> _Region labeling entries_
# # # #

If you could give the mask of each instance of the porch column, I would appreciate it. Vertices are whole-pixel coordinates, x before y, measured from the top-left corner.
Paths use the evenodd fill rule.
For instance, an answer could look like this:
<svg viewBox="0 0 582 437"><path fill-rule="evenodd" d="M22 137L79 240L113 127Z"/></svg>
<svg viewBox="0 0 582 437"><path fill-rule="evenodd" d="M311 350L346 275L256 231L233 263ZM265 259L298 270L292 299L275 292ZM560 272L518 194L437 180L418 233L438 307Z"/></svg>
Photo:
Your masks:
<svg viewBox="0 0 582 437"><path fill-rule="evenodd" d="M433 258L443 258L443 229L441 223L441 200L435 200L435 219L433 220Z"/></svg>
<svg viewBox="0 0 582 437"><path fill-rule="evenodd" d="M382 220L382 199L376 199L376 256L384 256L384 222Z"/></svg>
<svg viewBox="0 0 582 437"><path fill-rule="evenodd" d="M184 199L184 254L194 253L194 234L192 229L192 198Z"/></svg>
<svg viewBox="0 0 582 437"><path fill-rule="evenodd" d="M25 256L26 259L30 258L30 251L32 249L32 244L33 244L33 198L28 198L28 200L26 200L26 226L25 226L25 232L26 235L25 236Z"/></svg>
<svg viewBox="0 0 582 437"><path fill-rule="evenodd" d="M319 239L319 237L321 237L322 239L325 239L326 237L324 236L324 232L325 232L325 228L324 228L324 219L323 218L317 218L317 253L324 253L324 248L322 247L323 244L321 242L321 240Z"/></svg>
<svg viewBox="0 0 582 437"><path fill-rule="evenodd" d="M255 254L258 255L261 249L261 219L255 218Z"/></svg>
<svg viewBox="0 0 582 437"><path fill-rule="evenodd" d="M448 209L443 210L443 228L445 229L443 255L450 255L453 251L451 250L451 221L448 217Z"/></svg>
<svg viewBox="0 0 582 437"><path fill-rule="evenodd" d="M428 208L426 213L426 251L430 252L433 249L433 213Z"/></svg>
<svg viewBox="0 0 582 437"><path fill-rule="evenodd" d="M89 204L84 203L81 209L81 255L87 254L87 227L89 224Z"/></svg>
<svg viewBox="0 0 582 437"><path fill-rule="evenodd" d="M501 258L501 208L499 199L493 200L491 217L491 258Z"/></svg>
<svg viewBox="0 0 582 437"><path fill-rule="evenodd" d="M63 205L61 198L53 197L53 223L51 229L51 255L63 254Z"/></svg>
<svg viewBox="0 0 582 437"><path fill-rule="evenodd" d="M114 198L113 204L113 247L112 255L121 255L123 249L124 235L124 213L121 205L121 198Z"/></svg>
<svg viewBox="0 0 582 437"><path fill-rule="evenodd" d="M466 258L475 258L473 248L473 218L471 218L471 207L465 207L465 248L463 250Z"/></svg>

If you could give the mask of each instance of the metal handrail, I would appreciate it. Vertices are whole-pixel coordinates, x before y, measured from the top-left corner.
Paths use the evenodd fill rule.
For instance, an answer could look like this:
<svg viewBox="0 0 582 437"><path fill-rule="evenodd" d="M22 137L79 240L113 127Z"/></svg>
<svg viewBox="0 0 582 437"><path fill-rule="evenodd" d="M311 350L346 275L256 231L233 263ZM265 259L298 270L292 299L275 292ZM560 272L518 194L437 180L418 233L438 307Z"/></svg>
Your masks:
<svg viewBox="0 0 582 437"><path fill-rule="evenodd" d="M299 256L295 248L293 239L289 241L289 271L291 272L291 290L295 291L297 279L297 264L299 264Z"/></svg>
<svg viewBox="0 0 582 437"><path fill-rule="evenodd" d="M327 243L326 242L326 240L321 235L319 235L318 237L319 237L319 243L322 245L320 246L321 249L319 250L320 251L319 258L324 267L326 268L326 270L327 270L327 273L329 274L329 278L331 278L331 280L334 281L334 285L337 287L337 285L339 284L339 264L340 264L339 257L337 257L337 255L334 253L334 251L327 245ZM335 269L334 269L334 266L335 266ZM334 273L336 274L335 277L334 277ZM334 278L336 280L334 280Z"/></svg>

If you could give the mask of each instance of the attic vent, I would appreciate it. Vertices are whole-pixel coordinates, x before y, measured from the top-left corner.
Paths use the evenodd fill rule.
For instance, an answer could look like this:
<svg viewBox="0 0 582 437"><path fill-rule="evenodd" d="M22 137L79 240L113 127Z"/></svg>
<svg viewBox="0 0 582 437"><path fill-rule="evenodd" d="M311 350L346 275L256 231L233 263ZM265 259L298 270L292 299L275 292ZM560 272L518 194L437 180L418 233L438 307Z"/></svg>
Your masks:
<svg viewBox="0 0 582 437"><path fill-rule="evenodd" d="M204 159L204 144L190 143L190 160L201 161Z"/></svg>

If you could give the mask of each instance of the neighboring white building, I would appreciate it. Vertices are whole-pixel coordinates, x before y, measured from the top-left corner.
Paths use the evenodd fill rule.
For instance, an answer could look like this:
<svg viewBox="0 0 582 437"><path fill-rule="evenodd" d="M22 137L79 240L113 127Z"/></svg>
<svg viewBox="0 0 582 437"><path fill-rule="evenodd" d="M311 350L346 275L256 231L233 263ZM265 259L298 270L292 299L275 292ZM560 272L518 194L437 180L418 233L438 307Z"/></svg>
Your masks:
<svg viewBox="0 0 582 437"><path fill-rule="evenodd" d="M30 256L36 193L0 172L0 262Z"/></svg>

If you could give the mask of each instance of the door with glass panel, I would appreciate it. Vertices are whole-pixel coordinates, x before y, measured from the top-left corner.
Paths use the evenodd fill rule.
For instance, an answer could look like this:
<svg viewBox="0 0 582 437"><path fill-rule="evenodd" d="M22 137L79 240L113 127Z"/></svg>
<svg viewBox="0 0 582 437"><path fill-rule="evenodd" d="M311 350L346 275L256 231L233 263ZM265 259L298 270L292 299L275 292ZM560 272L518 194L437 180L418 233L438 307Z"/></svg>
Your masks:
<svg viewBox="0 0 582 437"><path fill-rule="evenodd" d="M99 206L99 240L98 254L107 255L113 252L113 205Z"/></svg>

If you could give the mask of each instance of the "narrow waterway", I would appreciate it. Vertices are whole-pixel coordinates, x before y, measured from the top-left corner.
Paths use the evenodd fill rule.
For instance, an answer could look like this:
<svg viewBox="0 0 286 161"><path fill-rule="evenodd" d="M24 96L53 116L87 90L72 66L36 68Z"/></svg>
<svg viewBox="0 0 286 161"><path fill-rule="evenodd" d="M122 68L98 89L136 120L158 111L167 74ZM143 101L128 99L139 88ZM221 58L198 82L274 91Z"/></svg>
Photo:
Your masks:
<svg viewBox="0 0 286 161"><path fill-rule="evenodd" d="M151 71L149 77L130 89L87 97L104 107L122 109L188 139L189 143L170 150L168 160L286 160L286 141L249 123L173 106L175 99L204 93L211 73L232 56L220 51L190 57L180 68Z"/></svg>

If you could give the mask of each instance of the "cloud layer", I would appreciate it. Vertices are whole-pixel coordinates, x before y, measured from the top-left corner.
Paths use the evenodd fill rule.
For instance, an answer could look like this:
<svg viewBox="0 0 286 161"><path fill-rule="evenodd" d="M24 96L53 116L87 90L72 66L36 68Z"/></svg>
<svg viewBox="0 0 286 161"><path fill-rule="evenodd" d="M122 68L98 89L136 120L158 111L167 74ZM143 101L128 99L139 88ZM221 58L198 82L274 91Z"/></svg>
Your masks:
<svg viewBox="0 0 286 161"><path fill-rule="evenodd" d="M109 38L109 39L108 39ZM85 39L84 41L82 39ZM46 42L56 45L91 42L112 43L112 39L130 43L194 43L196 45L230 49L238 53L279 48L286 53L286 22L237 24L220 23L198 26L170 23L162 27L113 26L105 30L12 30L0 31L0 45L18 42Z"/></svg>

# # # #

Revise the records above by replacing "top-left corner" with "upper-left corner" throughout, leaving everything else as it is.

If you could give the mask of each instance of the porch column, I would appreciate it. Vertices are whole-pixel coordinates, x before y, measured from the upper-left corner.
Paths use the evenodd fill rule.
For instance, an answer could look like this:
<svg viewBox="0 0 582 437"><path fill-rule="evenodd" d="M22 137L79 240L113 127Z"/></svg>
<svg viewBox="0 0 582 437"><path fill-rule="evenodd" d="M311 350L346 275L256 231L233 263ZM265 259L298 270L292 299L275 292ZM560 272L518 194L437 180L418 233L438 307Z"/></svg>
Photo:
Your masks:
<svg viewBox="0 0 582 437"><path fill-rule="evenodd" d="M433 258L443 258L443 229L441 223L441 200L435 200L435 219L433 220Z"/></svg>
<svg viewBox="0 0 582 437"><path fill-rule="evenodd" d="M382 220L382 199L376 199L376 256L384 256L384 222Z"/></svg>
<svg viewBox="0 0 582 437"><path fill-rule="evenodd" d="M184 199L184 254L194 253L194 234L192 229L192 198Z"/></svg>
<svg viewBox="0 0 582 437"><path fill-rule="evenodd" d="M25 256L26 259L30 258L30 251L32 249L32 244L33 244L33 198L28 198L28 200L26 200L26 226L25 226L25 232L26 235L25 236Z"/></svg>
<svg viewBox="0 0 582 437"><path fill-rule="evenodd" d="M319 239L319 237L321 237L322 239L325 239L326 237L324 236L324 232L325 232L325 228L324 228L324 219L323 218L317 218L317 253L324 253L324 248L322 247L323 244L321 242L321 240Z"/></svg>
<svg viewBox="0 0 582 437"><path fill-rule="evenodd" d="M255 254L258 255L261 249L261 219L255 218Z"/></svg>
<svg viewBox="0 0 582 437"><path fill-rule="evenodd" d="M448 209L443 210L443 228L445 229L443 255L450 255L453 251L451 250L451 221L448 217Z"/></svg>
<svg viewBox="0 0 582 437"><path fill-rule="evenodd" d="M428 208L426 213L426 251L430 252L433 249L433 213Z"/></svg>
<svg viewBox="0 0 582 437"><path fill-rule="evenodd" d="M89 204L84 203L81 209L81 255L87 254L87 227L89 224Z"/></svg>
<svg viewBox="0 0 582 437"><path fill-rule="evenodd" d="M501 258L501 208L499 199L493 200L491 217L491 258Z"/></svg>
<svg viewBox="0 0 582 437"><path fill-rule="evenodd" d="M63 205L61 198L53 197L53 223L51 229L51 255L63 254Z"/></svg>
<svg viewBox="0 0 582 437"><path fill-rule="evenodd" d="M114 198L113 204L113 247L112 255L121 255L123 249L124 235L124 213L121 205L121 198Z"/></svg>
<svg viewBox="0 0 582 437"><path fill-rule="evenodd" d="M466 258L475 258L473 248L473 218L471 218L471 207L465 207L465 248L463 250Z"/></svg>

If you could give the mask of each instance of the metal handrail, I would appreciate it. Vertices are whole-pixel coordinates, x before y, measured from the upper-left corner.
Paths use the evenodd fill rule.
For instance, an answer could look like this:
<svg viewBox="0 0 582 437"><path fill-rule="evenodd" d="M22 137L79 240L113 127Z"/></svg>
<svg viewBox="0 0 582 437"><path fill-rule="evenodd" d="M311 350L346 275L256 231L233 263ZM265 259L298 270L292 299L275 292ZM560 272L518 194L437 180L418 233L438 307Z"/></svg>
Your masks:
<svg viewBox="0 0 582 437"><path fill-rule="evenodd" d="M299 256L295 248L293 239L289 241L289 271L291 272L291 290L295 291L297 279L297 264L299 264Z"/></svg>
<svg viewBox="0 0 582 437"><path fill-rule="evenodd" d="M327 243L326 242L326 240L321 235L319 235L318 237L319 237L319 243L322 245L320 246L321 249L319 250L320 251L319 258L324 267L326 268L326 270L327 270L327 273L329 274L329 278L331 278L331 280L334 281L334 285L337 287L337 285L339 284L339 264L340 264L339 257L337 257L337 255L334 253L334 251L327 245ZM335 269L334 269L334 266L335 266ZM334 273L336 274L335 277L334 277ZM334 278L336 280L334 280Z"/></svg>

If you could give the mask of each instance of the attic vent, I would appreciate it. Vertices are whole-pixel coordinates, x before y, measured from the upper-left corner.
Paths use the evenodd fill rule.
For instance, an answer could look like this:
<svg viewBox="0 0 582 437"><path fill-rule="evenodd" d="M22 137L79 240L113 127Z"/></svg>
<svg viewBox="0 0 582 437"><path fill-rule="evenodd" d="M311 350L346 275L256 231L233 263ZM265 259L298 270L292 299L275 292ZM560 272L518 194L437 180L418 233L438 307Z"/></svg>
Your masks:
<svg viewBox="0 0 582 437"><path fill-rule="evenodd" d="M204 159L204 144L190 143L190 160L201 161Z"/></svg>

If you could give the mask of each instance of the neighboring white building, I would appreciate it. Vertices are whole-pixel coordinates, x before y, measured from the upper-left corner.
Paths use the evenodd fill rule.
For instance, an answer could look like this:
<svg viewBox="0 0 582 437"><path fill-rule="evenodd" d="M22 137L79 240L113 127Z"/></svg>
<svg viewBox="0 0 582 437"><path fill-rule="evenodd" d="M311 350L346 275L256 231L233 263ZM265 259L298 270L292 299L275 292ZM560 272L518 194L437 180L418 233L438 307Z"/></svg>
Your masks:
<svg viewBox="0 0 582 437"><path fill-rule="evenodd" d="M30 256L36 193L0 172L0 262Z"/></svg>

If you could give the mask of each instance of the door with glass panel, I would appreciate it. Vertices are whole-pixel coordinates, x before y, measured from the upper-left corner.
Paths use the evenodd fill rule.
For instance, an answer could look like this:
<svg viewBox="0 0 582 437"><path fill-rule="evenodd" d="M22 137L79 240L113 127Z"/></svg>
<svg viewBox="0 0 582 437"><path fill-rule="evenodd" d="M311 350L346 275L256 231L233 263ZM265 259L298 270L292 299L275 292ZM560 272L518 194L437 180L418 233L438 307Z"/></svg>
Your masks:
<svg viewBox="0 0 582 437"><path fill-rule="evenodd" d="M99 206L99 240L98 254L107 255L113 252L113 205Z"/></svg>

If you could give the mask of each instance of the "narrow waterway", I would appreciate it. Vertices are whole-pixel coordinates, x before y, measured from the upper-left corner.
Paths use the evenodd fill rule.
For instance, an answer could look like this:
<svg viewBox="0 0 286 161"><path fill-rule="evenodd" d="M24 96L53 116L87 90L72 66L36 68Z"/></svg>
<svg viewBox="0 0 286 161"><path fill-rule="evenodd" d="M122 68L98 89L136 120L158 111L167 74ZM143 101L128 99L139 88ZM221 58L198 82L274 91Z"/></svg>
Photo:
Your masks:
<svg viewBox="0 0 286 161"><path fill-rule="evenodd" d="M151 71L149 77L130 89L87 97L104 107L122 109L188 139L189 143L170 150L168 160L286 160L286 141L249 123L173 106L175 99L204 93L211 73L232 56L220 51L190 57L180 68Z"/></svg>

If you could give the mask of each instance of the "cloud layer", I would appreciate it. Vertices are whole-pixel coordinates, x before y, measured from the upper-left corner.
Paths use the evenodd fill rule.
For instance, an answer could look like this:
<svg viewBox="0 0 286 161"><path fill-rule="evenodd" d="M24 96L53 116L87 90L72 66L36 68Z"/></svg>
<svg viewBox="0 0 286 161"><path fill-rule="evenodd" d="M122 68L98 89L136 120L158 111L167 74ZM143 101L128 99L139 88ZM221 58L198 82L274 91Z"/></svg>
Your masks:
<svg viewBox="0 0 286 161"><path fill-rule="evenodd" d="M109 38L109 39L108 39ZM85 39L84 41L82 39ZM46 42L56 45L91 42L112 43L112 39L130 43L194 43L196 45L230 49L238 53L279 48L286 53L286 22L237 24L220 23L198 26L170 23L162 27L113 26L105 30L12 30L0 31L0 45L18 42Z"/></svg>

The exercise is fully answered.